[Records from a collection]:
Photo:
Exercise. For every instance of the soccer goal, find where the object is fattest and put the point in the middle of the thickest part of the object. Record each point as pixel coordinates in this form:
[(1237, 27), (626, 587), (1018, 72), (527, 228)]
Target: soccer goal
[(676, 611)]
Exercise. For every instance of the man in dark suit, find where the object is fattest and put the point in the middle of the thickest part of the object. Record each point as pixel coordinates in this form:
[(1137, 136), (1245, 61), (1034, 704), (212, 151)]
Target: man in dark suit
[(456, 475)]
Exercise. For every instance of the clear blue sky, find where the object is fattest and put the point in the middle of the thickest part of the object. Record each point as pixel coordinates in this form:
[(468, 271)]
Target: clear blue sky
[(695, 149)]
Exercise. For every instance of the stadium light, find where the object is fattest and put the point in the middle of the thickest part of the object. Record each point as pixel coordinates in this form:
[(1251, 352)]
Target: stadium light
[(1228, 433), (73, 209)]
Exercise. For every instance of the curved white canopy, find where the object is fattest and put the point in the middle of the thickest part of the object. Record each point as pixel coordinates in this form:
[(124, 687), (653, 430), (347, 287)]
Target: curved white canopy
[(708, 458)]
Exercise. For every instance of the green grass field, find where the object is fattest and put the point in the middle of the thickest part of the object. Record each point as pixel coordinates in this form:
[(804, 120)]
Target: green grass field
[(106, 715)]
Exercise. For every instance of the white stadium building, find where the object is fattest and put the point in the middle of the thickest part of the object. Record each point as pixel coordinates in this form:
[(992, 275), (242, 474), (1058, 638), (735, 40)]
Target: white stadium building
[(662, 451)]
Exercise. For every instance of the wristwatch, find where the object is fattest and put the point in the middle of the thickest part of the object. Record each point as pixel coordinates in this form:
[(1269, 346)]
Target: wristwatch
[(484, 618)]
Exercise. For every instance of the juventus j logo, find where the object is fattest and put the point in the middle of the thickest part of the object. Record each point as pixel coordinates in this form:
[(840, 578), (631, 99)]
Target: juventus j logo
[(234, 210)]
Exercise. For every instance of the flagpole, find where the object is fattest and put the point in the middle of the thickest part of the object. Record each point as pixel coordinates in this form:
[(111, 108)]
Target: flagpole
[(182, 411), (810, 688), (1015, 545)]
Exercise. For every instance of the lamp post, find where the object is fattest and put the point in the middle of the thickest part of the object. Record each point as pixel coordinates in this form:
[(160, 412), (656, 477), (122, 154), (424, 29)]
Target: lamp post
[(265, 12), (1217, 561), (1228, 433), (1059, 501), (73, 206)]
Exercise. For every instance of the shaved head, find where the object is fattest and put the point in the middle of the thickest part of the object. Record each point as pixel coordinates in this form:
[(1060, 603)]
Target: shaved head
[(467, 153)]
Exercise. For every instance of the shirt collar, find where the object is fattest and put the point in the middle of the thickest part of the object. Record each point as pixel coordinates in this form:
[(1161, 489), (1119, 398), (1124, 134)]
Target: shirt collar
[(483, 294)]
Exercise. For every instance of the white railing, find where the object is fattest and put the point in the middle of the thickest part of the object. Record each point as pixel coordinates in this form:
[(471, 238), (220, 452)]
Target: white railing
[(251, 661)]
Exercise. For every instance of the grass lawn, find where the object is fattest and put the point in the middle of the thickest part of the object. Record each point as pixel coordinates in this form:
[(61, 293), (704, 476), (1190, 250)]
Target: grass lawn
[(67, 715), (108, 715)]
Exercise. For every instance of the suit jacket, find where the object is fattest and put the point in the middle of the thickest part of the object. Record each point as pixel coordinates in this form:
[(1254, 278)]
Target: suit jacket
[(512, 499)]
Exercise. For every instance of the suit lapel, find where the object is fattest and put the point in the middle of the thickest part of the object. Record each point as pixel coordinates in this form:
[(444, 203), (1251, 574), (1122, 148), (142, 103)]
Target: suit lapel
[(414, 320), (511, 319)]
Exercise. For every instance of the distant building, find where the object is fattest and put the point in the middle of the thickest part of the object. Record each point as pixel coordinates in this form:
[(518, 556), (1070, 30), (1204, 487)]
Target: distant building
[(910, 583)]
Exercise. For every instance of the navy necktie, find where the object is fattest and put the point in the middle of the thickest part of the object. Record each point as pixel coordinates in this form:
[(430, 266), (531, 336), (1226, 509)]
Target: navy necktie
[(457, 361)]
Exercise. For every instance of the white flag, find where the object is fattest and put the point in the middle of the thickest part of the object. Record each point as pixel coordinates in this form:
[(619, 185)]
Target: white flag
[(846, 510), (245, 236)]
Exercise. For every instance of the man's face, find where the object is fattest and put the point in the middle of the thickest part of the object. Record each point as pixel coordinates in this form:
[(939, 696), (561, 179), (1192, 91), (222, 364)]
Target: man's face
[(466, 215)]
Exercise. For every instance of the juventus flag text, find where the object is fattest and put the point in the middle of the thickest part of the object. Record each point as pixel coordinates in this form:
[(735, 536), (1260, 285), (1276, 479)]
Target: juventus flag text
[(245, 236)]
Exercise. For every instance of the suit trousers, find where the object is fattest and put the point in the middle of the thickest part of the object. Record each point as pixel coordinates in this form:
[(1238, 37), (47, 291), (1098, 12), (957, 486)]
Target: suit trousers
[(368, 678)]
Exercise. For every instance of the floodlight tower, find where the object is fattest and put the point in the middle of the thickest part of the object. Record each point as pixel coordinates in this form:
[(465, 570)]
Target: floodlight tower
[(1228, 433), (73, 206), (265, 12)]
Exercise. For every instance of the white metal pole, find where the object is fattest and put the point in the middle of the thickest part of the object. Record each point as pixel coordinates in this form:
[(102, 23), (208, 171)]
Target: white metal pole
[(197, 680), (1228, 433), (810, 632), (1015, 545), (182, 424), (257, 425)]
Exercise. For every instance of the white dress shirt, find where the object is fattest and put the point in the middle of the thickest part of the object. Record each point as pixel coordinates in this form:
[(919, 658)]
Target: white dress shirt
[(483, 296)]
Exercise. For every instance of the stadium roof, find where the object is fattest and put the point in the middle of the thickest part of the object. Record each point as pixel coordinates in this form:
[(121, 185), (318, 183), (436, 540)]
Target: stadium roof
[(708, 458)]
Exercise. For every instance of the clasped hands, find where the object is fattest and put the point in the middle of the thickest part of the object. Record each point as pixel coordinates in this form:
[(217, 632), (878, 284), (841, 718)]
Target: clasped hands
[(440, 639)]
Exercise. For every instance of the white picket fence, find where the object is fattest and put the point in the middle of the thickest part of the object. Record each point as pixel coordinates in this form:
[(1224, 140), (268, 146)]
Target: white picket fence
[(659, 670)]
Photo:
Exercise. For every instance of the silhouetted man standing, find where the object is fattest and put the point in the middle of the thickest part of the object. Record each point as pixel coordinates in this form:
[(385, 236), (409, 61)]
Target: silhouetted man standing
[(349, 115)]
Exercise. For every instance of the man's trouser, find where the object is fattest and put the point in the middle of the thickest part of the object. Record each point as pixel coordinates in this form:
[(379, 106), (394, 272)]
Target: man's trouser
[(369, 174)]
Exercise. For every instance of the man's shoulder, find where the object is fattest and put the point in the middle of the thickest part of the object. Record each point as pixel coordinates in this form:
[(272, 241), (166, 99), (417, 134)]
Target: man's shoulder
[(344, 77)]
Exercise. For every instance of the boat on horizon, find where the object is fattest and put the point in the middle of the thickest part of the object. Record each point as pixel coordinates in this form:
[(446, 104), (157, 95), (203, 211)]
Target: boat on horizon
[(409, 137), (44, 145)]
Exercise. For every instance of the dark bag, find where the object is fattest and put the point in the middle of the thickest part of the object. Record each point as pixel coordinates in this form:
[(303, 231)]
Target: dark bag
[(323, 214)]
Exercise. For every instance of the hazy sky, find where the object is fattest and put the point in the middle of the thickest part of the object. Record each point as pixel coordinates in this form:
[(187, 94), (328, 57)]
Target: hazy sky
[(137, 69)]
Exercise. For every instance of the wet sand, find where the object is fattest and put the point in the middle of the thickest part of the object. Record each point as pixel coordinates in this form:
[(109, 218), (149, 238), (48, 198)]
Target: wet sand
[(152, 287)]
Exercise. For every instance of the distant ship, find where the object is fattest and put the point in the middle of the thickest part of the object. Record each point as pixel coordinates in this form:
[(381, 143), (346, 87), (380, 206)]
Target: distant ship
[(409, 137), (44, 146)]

[Directive]: Rescale the rows that begin at the line containing "Exercise. For every instance of the wristwatch, find" and stop after the line containing "[(483, 294)]", writing out every line in full. Multiply each coordinate in the answers by 1.7 and round to whole numbers with halves going up, while leaving the numbers in the instructions and their sample coordinate lists unchanged.

[Task result]:
Exercise. For every instance of the wristwatch, find where the object is fattest and put the point in the middle of the thickest part of the object. Record each point as pixel coordinates in this form:
[(1269, 346)]
Target: wristwatch
[(823, 1051)]
Exercise. For every instance of the juventus j logo, find where the object is fattest and put the point in the middle of the thickest part of the object. Record each point as pixel coordinates in this form:
[(840, 578), (631, 99)]
Target: juventus j logo
[(398, 357)]
Exercise. For every instance of the flagpole, find where the object is fattest and put the point in the middle of the thickest part of the object. Record each point as pixel coordinates in this form:
[(111, 108)]
Target: flagpole
[(309, 699), (1377, 1170), (1726, 927)]
Exercise. For every instance of the lamp post, find where the object is fattest and put the point in the middle of the thickest part of the object. Record each point as pixel coordinates in this form:
[(160, 412), (656, 477), (122, 154), (424, 29)]
Target: lamp post
[(451, 20), (2069, 954), (2088, 736), (1800, 852), (124, 350)]
Exercise. For every instance of the shaved head, find where the object is fattest and put the point in the middle of the thickest part of the object. Record each point as pixel coordinates in this form:
[(1060, 603)]
Target: shaved head
[(794, 260)]
Exercise. For every instance of the shirt collar, find where the object is fattest and put the point in the middle of the thickest part of the object. Record each point as pixel coordinates in this form:
[(1161, 489), (1119, 398), (1124, 134)]
Target: shirt collar
[(821, 500)]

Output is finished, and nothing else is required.